EXTRAIT CHOISI:
┏━━
Un profil international solide

Sous son régime, le Sénégal a renforcé ses liens diplomatiques, multiplié les médiations régionales (notamment au Mali et en Gambie), et accueilli des événements internationaux de premier plan. À la tête de l’Union africaine (2022/2023), Macky Sall a plaidé avec force pour une meilleure représentation de l’Afrique dans les instances mondiales, notamment le G20 et le Conseil de sécurité de l’ONU. Ce parcours lui confère une certaine légitimité pour briguer un poste qui exige à la fois une vision globale et une capacité à faire dialoguer des puissances souvent opposées.

Une opposition intérieure difficile à contourner

Au-delà des équilibres diplomatiques internationaux, Macky Sall devra aussi compter avec la réalité politique nationale. Et sur ce point, l’actuel régime issu du parti Pastef, dirigé par le président Bassirou Diomaye Faye et son Premier ministre Ousmane Sonko, risque fort de ne pas apporter son soutien à une telle candidature. L’histoire politique récente du Sénégal a été marquée par des tensions particulièrement vives entre Macky Sall et l’opposition incarnée par Sonko. Affaire Sweet beauté, Arrestations, interdictions de manifester, mise en cause de l’indépendance de la justice : le bras de fer a laissé des traces profondes. Dans ce contexte, il semble peu probable que le pouvoir actuel défende une candidature perçue, par une partie de la population, comme symbolique d’un passé politique qu’il a précisément combattu. Le manque de soutien officiel du Sénégal ou, pire, une position de blocage du pouvoir actuel, affaiblirait considérablement la légitimité d’une éventuelle démarche sur la scène internationale.

Un candidature à construire malgré les critiques internes

En Afrique de l’Ouest aussi, la candidature de Macky Sall ne fait pas l’unanimité. Certains rappellent la tension suscitée par sa volonté d’avoir voulu briguer un troisième mandat, qui a failli faire basculer le Sénégal dans la crise politique. Ce passé récent pourrait nuire à son image de diplomate consensuel. D’autres pointent du doigt un paradoxe : comment défendre les principes démocratiques au sein de l’ONU lorsque son propre exercice du pouvoir a été, sur la fin, largement critiqué ? Quoi qu’il en soit, ce n’est pas perdu d’avance pour l’ancien leader de l’Alliance Pour la République.

À l’heure actuelle, la candidature de Macky Sall à la tête de l’ONU n’est encore qu’une hypothèse. Mais elle dit beaucoup sur les ambitions diplomatiques de l’Afrique, et sur la place croissante des dirigeants du Sud global dans les grandes enceintes internationales. Si elle se confirme, elle devra être portée avec doigté, stratégie… et un solide travail de reconquête d’image.
┗━━
CONSIGNES DE L'EXERCICE:
a: D'après l'extrait sur Macky Sall, dans quels pays le Sénégal a-t-il notamment mené des médiations régionales ?
b: Reprenez l'extrait sur Macky Sall et poursuivez-le après sa dernière phrase.
La liste n'intervient pas dans cet exercice.

DONNÉES FOURNIES:
┏━━
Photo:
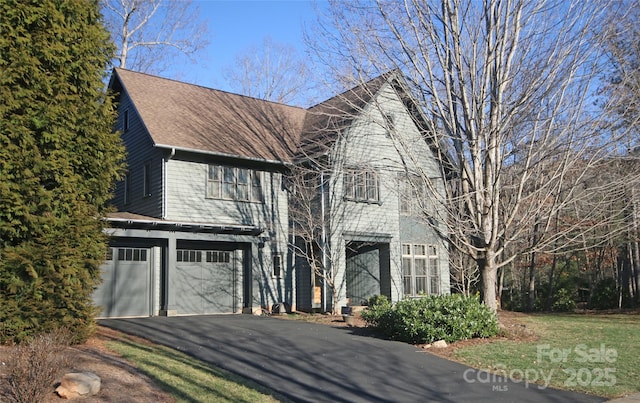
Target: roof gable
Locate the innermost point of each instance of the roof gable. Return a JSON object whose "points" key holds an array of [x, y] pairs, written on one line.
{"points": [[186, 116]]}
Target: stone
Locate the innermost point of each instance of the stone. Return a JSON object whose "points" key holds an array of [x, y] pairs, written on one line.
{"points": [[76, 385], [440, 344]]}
┗━━
┏━━
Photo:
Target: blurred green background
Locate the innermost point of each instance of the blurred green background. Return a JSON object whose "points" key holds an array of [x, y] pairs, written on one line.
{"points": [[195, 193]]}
┗━━
RÉPONSES FINALES:
a: Au Mali et en Gambie.

b:
Si Macky Sall incarne une figure expérimentée du continent africain sur la scène internationale, n’oublions pas qu’il n’est pas le seul à nourrir des ambitions pour le poste de Secrétaire général de l’ONU. Dans les coulisses diplomatiques, plusieurs noms circulent déjà, notamment ceux de figures issues de pays anglophones, plus traditionnellement représentés dans les hautes sphères onusiennes. Ce facteur linguistique et géopolitique pourrait peser sur la balance, dans un contexte où l’Afrique cherche à parler d’une seule voix, mais peine encore à dégager un consensus.

L’Union africaine, bien qu’attachée à l’idée de promouvoir un candidat du continent, devra arbitrer entre des profils aux parcours et aux alliances très différents. La candidature de Macky Sall pourrait être perçue comme francophone, voire occidentalo-compatible, ce qui pourrait en faire un solide pont entre les blocs… ou au contraire, un facteur manifeste de division. D’autant que ses positions passées, notamment sur la question du troisième mandat ou sur la gouvernance sécuritaire, continuent de susciter le débat dans certains cercles panafricains.

Enfin, il faut rappeler que l’élection du Secrétaire général repose en grande partie sur les équilibres du Conseil de sécurité, et notamment sur le veto des membres permanents. Or, les préférences de Washington, Pékin ou Moscou pourraient reléguer les débats africains à un rang secondaire. Macky Sall, malgré son réseau étendu, devra convaincre bien au-delà du continent, tout en s’assurant qu’il ne divise pas son propre camp.

La route vers New York est donc encore longue parsemée d’alliances, d’influences croisées, et de batailles feutrées.